• [Exercise objective]: Put the lines below into a JSON list of strings with one string per line, leaving out any blank lines.

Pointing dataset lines
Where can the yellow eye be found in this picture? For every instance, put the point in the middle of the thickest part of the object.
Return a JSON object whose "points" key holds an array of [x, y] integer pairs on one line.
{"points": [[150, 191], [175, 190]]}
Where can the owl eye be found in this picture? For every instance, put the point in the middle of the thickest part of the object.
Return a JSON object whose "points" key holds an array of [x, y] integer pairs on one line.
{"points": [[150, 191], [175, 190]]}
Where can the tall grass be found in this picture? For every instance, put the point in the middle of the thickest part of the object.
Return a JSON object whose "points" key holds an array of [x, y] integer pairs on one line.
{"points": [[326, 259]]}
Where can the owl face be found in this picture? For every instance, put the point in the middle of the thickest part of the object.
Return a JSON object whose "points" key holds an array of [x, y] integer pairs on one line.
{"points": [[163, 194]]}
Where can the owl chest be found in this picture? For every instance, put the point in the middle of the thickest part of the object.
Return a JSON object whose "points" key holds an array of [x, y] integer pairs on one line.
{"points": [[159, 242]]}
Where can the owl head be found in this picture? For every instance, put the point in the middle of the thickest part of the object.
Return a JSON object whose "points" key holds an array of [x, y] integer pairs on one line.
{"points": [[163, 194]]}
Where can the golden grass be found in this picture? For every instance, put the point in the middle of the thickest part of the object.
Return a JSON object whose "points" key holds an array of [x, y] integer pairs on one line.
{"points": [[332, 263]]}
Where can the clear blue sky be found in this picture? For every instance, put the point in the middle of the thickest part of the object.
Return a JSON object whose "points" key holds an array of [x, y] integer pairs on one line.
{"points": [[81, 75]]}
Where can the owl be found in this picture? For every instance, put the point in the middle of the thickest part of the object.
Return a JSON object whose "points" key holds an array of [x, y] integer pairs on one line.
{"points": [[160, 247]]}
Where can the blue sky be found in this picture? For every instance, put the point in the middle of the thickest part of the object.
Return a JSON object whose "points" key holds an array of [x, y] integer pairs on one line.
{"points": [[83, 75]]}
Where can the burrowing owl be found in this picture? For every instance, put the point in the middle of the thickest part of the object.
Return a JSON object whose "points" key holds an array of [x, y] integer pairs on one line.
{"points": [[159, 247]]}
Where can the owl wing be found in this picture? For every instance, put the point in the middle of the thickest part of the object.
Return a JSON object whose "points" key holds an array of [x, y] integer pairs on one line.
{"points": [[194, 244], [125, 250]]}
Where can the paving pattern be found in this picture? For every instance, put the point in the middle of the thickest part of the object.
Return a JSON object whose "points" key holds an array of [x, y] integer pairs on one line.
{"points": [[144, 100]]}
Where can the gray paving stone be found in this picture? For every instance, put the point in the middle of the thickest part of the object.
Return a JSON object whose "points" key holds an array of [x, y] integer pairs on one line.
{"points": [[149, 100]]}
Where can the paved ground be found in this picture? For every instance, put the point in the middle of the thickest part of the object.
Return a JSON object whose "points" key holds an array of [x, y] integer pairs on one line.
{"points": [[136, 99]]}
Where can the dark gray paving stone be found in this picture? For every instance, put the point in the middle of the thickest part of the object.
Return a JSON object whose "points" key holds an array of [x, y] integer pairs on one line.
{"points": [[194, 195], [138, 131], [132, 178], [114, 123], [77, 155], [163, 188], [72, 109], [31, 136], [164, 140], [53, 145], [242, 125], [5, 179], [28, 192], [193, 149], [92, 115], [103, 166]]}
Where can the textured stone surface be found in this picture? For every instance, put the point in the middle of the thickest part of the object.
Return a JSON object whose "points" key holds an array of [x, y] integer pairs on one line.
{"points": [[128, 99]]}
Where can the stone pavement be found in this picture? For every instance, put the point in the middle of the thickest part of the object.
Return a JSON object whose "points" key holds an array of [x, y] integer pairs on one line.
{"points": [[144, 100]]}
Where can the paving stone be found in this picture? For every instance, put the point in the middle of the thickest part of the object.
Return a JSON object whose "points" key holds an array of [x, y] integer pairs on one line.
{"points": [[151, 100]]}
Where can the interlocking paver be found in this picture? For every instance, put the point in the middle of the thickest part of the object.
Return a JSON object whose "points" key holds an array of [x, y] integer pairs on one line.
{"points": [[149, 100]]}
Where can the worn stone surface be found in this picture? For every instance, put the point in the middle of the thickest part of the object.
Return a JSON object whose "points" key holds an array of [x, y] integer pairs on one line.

• [Expected answer]:
[
  "Where can the yellow eye be found in this picture? For every instance, put the point in the middle of the thickest part of the object.",
  "Return a JSON object whose \"points\" key holds an array of [x, y] integer pairs on one line.",
  "{\"points\": [[150, 191], [175, 190]]}",
  "Where can the owl eye be found in this picture? For every instance, put the point in the middle of the thickest part of the object.",
  "Return a JSON object whose \"points\" key holds an array of [x, y] integer pairs on one line.",
  "{\"points\": [[150, 191], [175, 190]]}",
  "Where can the tall grass be found in this picture? For every instance, put the point in the middle of the thickest part of the object.",
  "Return a JSON object whose \"points\" key holds an array of [x, y] integer pairs on one line.",
  "{\"points\": [[326, 259]]}",
  "Where can the owl face be found in this picture? For every instance, put the point in the middle of the thickest part of the object.",
  "Return a JSON object whose \"points\" key holds an array of [x, y] integer pairs on one line.",
  "{\"points\": [[163, 194]]}",
  "Where can the owl chest be found in this picture? For every instance, put the point in the middle of the thickest part of the object.",
  "Return a JSON object whose \"points\" key holds an array of [x, y] integer pairs on one line.",
  "{\"points\": [[159, 242]]}",
  "Where can the owl head be found in this picture? For every instance, put the point in the middle of the thickest part of the object.",
  "Return a JSON object whose \"points\" key holds an array of [x, y] integer pairs on one line.",
  "{\"points\": [[163, 194]]}",
  "Where can the golden grass be found in this picture? For every instance, put the point in the middle of the thickest part of the object.",
  "Return a JSON object whose \"points\" key holds an array of [x, y] integer pairs on one line.",
  "{\"points\": [[332, 263]]}",
  "Where can the clear blue sky be found in this picture? For every instance, put the point in the middle of the thickest part of the object.",
  "Return a JSON object whose \"points\" key holds an array of [x, y] integer pairs on one line.",
  "{\"points\": [[81, 75]]}",
  "Where can the owl be found in this picture? For every instance, put the point in the middle of the thickest part of the object.",
  "Return a JSON object whose \"points\" key holds an array of [x, y] integer pairs on one line.",
  "{\"points\": [[160, 247]]}",
  "Where can the blue sky be found in this picture? For every instance, put the point in the middle of the thickest part of the object.",
  "Return a JSON object whose \"points\" key holds an array of [x, y] integer pairs on one line.",
  "{\"points\": [[83, 75]]}",
  "Where can the burrowing owl be found in this picture? For every instance, put the point in the middle of the thickest part of the object.",
  "Return a JSON object whose \"points\" key holds an array of [x, y] integer pairs on one line.",
  "{\"points\": [[159, 247]]}",
  "Where can the owl wing be found in this picture? For every instance, put the point in the middle of the thickest part of the object.",
  "Return a JSON object whose \"points\" key holds an array of [x, y] integer pairs on one line.",
  "{\"points\": [[194, 244], [125, 250]]}",
  "Where can the paving pattern be found in this picture? For every instance, put the point in the middle of the thickest part of the object.",
  "Return a JSON object whose \"points\" key holds an array of [x, y] integer pairs on one line.",
  "{\"points\": [[144, 100]]}",
  "Where can the gray paving stone be found in this picture? For every instance, put the point in the middle of the thickest part of the object.",
  "Return a JSON object whose \"points\" key holds an array of [x, y] integer pairs on one line.",
  "{\"points\": [[149, 100]]}",
  "Where can the paved ground be found in this picture? For every instance, put the point in the middle of the thickest part of the object.",
  "Return a JSON object whose \"points\" key holds an array of [x, y] integer pairs on one line.",
  "{\"points\": [[136, 99]]}",
  "Where can the dark gray paving stone be found in this picture? For every instance, put the point in the middle of the thickest part of the object.",
  "Return a JSON object whose \"points\" key holds an array of [x, y] integer pairs on one line.",
  "{\"points\": [[194, 195], [138, 131], [132, 178], [114, 123], [77, 155], [163, 188], [72, 109], [31, 136], [164, 140], [53, 145], [242, 125], [5, 179], [28, 192], [193, 149], [92, 115], [103, 166]]}",
  "Where can the textured stone surface be found in this picture? For every instance, put the point in the middle of the thickest part of the object.",
  "Return a JSON object whose \"points\" key holds an array of [x, y] integer pairs on one line.",
  "{\"points\": [[128, 99]]}",
  "Where can the stone pavement be found in this picture? For every instance, put the point in the middle of the thickest part of the object.",
  "Return a JSON object whose \"points\" key holds an array of [x, y] integer pairs on one line.",
  "{\"points\": [[144, 100]]}",
  "Where can the paving stone be found in this picture? For every instance, put the point in the middle of the thickest part of the object.",
  "Return a JSON object whose \"points\" key holds an array of [x, y] integer pairs on one line.",
  "{\"points\": [[151, 100]]}",
  "Where can the interlocking paver be found in this picture? For every instance, put the point in the middle of the thickest part of the object.",
  "Return a JSON object whose \"points\" key holds an array of [x, y] integer pairs on one line.",
  "{\"points\": [[149, 100]]}",
  "Where can the worn stone surface be found in this picture? For every instance, put the point in the middle of the thickest part of the object.",
  "Return a JSON object whose \"points\" key holds an array of [x, y] integer pairs on one line."
]